= What you should do =
The answer must be an exact copy of the lines from the one with "Note: pick out each instance of the leaning" through the final line of the records below, with no pictures.

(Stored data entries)
┌──

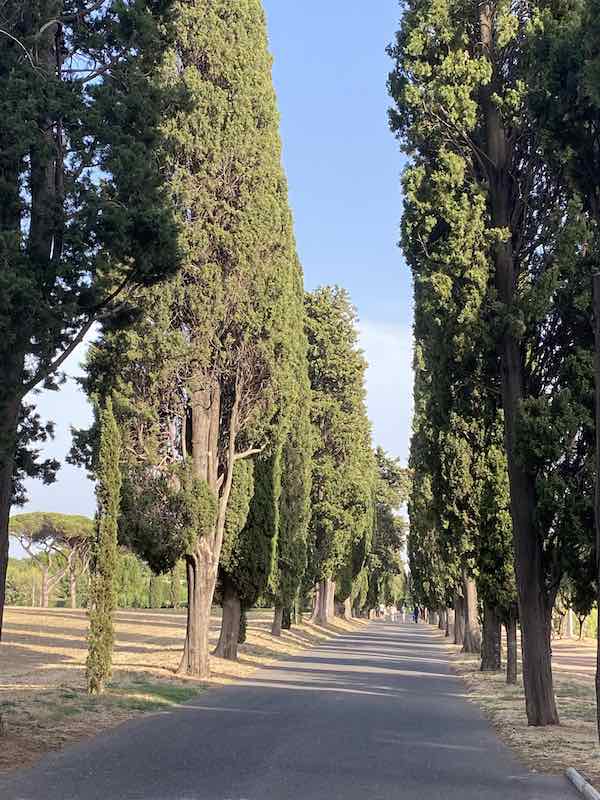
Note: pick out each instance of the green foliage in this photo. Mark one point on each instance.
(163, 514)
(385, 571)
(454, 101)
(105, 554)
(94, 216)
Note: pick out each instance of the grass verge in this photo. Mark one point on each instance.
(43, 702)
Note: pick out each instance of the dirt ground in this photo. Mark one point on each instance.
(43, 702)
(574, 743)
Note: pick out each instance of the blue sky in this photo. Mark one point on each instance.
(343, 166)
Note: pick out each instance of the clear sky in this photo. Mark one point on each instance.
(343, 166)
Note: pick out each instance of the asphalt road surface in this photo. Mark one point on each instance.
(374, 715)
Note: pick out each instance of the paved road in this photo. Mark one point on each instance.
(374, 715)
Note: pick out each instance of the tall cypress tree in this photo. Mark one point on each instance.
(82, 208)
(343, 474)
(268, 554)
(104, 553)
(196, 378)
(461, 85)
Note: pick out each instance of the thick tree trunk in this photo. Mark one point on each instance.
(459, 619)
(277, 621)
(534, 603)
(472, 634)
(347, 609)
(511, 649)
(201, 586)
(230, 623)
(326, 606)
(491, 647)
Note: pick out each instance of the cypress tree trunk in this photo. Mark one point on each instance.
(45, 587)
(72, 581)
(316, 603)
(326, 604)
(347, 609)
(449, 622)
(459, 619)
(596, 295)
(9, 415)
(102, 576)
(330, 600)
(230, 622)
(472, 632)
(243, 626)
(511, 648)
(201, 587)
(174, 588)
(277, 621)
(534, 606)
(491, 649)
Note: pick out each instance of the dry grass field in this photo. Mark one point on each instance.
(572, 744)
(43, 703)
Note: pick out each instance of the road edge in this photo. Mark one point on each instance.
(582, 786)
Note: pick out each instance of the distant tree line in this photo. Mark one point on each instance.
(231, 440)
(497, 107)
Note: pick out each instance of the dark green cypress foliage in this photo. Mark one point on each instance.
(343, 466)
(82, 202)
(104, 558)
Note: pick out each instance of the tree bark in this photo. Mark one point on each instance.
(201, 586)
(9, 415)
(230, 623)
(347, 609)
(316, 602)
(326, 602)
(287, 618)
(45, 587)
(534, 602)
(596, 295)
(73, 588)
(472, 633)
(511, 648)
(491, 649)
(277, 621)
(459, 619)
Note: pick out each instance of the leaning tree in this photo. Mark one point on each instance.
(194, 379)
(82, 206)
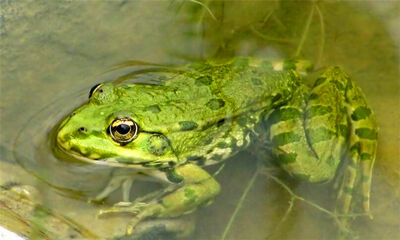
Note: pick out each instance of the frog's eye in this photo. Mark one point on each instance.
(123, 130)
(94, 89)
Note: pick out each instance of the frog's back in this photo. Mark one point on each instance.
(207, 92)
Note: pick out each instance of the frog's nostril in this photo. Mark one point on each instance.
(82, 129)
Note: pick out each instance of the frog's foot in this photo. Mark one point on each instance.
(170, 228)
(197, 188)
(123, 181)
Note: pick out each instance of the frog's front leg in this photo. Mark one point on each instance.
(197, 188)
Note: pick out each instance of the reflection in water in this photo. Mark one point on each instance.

└──

= Written solution =
Note: pick out each instance of the leaning tree in this photo. Mark one point on each instance.
(194, 379)
(82, 206)
Note: pick out each instance of the frog's eye in this photo. Mark one point on each instance.
(123, 130)
(94, 89)
Note: pick out each instance of the frog's back in this photo. Mark one point on each instance.
(207, 92)
Note: pick out each instance of the frog's nostril in this photo. Mark one point on each instance.
(82, 129)
Note: pick out each instance of the frog's foot in this photo. Mark one point on each instance.
(170, 228)
(197, 188)
(123, 181)
Note: pick out each instance of the frog's front leg in this photo. Mark one point on each instance.
(197, 188)
Note: pick out each instance of the reflection in water in this photo. Mark one point on each instance.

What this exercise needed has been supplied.